**Brief 1**
Pull out every line of the rows below that contains the string "yellow", copying each one in full.

**Document extract**
------------

# Maxwell Speed Distribution

The Maxwell speed distribution for an ideal gas is

\(\displaystyle \mathcal{D}(v) \mathrm{d}v = \Bigl(\frac{m}{2\pi kT}\Bigr)^{3/2} 4\pi v^2 \e^{-mv^2/2kT}\mathrm{d}v\)

Let's define this as a function. We first notice that \(m\) and \(kT\) always occur together. So the only thing that matters for the physics is this *ratio*. Therefore, we define a new variable \(u = \sqrt{2kT/m}\) and express the speed distribution in terms of this quantity. You'll recall from class that \(u\) is just the most probable speed of a particle. To make things dimensionless, which is convenient for plotting purposes, we'll introduce \(x = v/u\). Then the probability density as a function of \(x\) is

\(\displaystyle \mathcal{D}(x)\mathrm{d}x = \frac{4}{\sqrt{\pi}} x^2 \e^{-x^2}\mathrm{d}x \quad , \quad u = \sqrt{\frac{2kT}{m}}\quad , \quad x=v/u\,.\)

The Maxwell speed distribution is a good approximation to the true speed distribution in an ideal gas when the mass \(m\) is small compared to \(kT\), i.e. when \(u\) is large.

maxwell = @(x) 4/sqrt(pi)* (x.^2).*exp(-x.^2);

Remember the interpretation of this formula: the probability of finding a particle with velocity in the range \(v\) and \(v+\dd v\) is given by

\(\mathcal{D}(v) \dd v\,.\)

As a sanity check, let's make sure this integrates to 1 when we integrate over all speeds.

integral(maxwell,0,Inf)

ans = 1.0000

Here's a plot of the speed distribution in these dimensionless units.

ezplot(maxwell,[0,4])

Again, we can visually check that the peak is at \(x=1\), meaning \(v=u\), as it should be.

------------

Records from a point labeling set
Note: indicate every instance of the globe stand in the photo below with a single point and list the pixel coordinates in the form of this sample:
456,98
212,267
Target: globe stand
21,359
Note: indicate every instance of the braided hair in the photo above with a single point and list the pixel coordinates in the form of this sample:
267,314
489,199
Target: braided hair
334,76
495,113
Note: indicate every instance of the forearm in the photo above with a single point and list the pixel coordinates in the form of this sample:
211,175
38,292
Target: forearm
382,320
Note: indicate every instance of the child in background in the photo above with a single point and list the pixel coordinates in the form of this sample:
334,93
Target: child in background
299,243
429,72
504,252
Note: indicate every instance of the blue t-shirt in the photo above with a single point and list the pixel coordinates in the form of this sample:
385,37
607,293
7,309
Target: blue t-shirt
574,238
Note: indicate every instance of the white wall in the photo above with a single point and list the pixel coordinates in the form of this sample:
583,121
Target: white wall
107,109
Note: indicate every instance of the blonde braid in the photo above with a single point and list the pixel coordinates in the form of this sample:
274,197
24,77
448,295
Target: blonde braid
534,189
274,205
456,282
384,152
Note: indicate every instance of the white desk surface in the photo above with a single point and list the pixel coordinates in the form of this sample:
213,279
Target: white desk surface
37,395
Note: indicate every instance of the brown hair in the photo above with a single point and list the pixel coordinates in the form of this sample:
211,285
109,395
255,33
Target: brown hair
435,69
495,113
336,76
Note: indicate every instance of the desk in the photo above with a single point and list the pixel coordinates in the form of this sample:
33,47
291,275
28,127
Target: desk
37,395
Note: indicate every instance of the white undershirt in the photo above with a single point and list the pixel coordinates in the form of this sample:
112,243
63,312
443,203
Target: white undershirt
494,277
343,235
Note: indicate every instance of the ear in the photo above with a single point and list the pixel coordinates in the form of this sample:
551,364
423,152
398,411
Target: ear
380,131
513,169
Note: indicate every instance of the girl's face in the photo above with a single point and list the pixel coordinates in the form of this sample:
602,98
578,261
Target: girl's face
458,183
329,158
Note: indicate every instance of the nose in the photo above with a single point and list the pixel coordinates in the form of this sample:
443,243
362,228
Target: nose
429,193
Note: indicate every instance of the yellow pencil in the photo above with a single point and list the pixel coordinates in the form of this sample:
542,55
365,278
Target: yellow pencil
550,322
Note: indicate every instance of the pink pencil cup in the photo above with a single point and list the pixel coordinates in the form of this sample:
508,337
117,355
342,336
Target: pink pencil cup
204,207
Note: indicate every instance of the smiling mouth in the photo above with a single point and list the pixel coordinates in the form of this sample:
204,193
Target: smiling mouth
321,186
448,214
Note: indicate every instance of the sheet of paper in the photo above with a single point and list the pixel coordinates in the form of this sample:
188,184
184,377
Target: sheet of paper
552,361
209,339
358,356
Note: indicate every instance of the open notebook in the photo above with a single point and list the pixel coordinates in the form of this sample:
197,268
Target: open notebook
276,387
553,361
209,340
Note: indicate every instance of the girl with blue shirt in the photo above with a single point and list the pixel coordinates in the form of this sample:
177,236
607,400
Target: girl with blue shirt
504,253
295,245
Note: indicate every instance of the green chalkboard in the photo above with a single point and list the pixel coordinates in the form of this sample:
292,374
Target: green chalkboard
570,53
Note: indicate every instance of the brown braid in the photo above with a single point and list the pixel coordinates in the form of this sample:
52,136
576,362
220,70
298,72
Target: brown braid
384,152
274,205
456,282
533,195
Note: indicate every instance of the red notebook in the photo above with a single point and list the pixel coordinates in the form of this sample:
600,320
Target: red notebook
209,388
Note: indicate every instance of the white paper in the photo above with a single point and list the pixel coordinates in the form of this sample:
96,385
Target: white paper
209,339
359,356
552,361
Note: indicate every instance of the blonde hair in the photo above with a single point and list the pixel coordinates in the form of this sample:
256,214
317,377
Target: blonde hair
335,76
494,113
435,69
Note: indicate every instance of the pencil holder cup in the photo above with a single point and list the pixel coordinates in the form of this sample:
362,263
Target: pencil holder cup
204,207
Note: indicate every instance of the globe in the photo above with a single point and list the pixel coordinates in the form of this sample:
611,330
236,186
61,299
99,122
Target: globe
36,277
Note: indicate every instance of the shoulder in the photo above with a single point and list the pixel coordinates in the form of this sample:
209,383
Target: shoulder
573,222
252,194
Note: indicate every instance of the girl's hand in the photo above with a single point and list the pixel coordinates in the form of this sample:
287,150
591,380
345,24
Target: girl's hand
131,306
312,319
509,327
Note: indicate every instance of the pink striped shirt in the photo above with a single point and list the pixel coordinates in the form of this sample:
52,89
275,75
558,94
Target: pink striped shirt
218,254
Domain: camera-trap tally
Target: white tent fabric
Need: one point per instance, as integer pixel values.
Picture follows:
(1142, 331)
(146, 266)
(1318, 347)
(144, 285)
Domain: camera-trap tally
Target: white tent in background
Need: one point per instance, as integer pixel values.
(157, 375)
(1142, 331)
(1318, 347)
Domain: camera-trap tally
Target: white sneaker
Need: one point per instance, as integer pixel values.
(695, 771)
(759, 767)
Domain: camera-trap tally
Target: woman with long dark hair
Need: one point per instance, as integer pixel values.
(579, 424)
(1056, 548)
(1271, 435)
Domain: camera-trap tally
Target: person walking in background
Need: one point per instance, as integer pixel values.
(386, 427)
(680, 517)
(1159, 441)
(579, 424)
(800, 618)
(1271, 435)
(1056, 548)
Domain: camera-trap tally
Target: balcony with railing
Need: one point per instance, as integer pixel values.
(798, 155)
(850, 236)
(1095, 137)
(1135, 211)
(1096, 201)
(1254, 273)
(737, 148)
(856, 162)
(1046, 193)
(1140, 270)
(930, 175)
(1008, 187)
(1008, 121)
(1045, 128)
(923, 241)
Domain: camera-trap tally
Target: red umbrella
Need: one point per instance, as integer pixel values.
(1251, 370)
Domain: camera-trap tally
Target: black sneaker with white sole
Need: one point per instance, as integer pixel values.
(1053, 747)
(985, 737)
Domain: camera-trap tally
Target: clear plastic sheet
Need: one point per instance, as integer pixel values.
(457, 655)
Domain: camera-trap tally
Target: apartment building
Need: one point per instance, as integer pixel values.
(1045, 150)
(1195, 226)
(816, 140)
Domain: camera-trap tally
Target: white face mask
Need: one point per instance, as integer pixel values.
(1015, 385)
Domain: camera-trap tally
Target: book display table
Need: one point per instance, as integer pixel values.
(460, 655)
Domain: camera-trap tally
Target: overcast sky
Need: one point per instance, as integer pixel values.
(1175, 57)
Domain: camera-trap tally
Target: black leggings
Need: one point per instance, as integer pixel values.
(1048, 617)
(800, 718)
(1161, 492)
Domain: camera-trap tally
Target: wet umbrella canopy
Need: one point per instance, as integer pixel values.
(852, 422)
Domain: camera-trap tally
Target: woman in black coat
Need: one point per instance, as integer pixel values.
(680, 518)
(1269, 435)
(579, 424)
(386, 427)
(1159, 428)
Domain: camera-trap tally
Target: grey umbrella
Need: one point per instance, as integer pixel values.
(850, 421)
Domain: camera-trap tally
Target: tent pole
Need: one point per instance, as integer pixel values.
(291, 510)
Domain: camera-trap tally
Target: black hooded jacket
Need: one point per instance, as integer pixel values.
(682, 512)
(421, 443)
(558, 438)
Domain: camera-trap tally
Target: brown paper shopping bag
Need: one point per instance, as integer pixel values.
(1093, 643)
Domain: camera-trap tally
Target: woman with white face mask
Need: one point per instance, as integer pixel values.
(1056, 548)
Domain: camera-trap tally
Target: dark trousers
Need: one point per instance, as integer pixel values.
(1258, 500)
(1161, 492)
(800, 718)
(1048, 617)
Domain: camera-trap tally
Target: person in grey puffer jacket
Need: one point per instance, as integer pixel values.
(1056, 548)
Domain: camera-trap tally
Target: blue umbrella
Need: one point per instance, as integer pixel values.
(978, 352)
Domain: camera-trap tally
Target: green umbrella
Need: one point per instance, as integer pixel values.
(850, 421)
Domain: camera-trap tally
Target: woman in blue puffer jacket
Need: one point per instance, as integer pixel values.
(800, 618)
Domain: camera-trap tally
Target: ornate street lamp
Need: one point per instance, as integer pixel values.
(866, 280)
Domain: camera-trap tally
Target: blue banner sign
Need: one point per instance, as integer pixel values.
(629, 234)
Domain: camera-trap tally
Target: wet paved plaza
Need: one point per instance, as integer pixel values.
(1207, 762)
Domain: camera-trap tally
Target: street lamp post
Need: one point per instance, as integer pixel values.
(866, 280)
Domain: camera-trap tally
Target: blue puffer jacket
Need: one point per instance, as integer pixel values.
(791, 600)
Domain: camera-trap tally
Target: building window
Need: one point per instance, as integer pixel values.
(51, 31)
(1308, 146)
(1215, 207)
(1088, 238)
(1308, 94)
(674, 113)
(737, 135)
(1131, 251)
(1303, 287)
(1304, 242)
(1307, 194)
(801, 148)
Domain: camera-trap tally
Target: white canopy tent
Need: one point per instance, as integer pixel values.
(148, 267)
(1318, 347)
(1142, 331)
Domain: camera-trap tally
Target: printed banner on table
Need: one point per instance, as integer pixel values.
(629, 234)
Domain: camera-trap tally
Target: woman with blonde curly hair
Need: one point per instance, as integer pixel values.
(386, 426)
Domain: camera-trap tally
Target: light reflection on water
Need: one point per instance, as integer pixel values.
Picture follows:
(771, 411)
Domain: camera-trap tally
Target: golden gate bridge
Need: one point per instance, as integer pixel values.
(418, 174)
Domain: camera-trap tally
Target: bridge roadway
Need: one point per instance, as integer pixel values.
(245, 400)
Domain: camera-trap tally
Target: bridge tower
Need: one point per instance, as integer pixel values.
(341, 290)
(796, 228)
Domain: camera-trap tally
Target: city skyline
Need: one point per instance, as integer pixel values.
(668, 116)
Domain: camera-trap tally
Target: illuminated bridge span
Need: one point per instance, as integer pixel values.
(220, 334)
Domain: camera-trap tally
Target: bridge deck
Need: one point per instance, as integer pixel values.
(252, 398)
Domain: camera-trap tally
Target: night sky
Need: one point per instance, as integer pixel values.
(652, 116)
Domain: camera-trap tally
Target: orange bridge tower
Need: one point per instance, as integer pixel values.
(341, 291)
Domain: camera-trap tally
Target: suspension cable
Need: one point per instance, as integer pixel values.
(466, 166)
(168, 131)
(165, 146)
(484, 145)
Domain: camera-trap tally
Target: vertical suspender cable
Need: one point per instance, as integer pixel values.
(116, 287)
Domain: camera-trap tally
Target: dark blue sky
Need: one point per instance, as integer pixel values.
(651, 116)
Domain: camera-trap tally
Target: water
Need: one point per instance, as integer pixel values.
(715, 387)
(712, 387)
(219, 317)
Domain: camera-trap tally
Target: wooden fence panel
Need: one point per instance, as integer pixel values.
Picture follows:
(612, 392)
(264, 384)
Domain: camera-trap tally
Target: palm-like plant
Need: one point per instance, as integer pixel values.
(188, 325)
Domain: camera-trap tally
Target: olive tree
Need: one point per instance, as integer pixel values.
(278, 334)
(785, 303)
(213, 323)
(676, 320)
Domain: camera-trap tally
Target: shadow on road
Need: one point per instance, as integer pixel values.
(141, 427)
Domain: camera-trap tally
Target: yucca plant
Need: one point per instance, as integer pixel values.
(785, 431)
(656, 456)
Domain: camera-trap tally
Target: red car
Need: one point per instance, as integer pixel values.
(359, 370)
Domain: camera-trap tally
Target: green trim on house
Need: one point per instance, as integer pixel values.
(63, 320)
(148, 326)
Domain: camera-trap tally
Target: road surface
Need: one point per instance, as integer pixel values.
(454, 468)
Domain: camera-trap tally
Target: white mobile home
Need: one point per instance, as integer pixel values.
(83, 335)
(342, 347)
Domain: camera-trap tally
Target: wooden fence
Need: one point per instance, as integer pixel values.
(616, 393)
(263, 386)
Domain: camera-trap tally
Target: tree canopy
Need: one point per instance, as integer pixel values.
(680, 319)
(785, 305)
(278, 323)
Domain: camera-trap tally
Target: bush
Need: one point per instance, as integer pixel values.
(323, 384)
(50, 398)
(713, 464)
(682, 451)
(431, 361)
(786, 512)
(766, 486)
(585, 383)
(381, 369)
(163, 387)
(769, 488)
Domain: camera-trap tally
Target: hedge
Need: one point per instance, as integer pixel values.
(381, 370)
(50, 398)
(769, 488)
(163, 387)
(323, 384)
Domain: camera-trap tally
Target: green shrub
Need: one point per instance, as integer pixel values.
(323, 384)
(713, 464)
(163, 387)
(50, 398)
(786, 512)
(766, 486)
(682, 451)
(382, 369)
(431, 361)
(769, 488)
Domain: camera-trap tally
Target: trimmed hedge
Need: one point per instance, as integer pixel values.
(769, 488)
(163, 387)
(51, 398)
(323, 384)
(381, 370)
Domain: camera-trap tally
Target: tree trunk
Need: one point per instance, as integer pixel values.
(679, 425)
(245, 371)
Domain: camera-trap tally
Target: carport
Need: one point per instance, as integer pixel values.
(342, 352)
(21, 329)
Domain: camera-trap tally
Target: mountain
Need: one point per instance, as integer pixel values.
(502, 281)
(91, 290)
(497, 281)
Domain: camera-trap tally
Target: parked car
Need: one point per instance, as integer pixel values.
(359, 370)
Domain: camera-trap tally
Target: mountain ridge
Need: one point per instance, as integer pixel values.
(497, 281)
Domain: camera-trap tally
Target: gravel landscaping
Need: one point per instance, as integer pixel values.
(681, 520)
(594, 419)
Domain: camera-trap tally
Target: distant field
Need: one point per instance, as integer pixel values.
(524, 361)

------------

**Brief 2**
Answer these questions using the text on the Maxwell speed distribution:
(a) What speed does the variable u equal?
(b) Over what range of x is the dimensionless plot drawn?
(c) At what value of x does the plotted distribution peak?

**Reply 1**
Note: indicate every instance of the yellow pencil in the photo above with a single point and list the pixel coordinates in the form of this sample:
Target: yellow pencil

**Reply 2**
(a) The most probable speed of a particle.
(b) From 0 to 4.
(c) At x = 1, meaning v = u.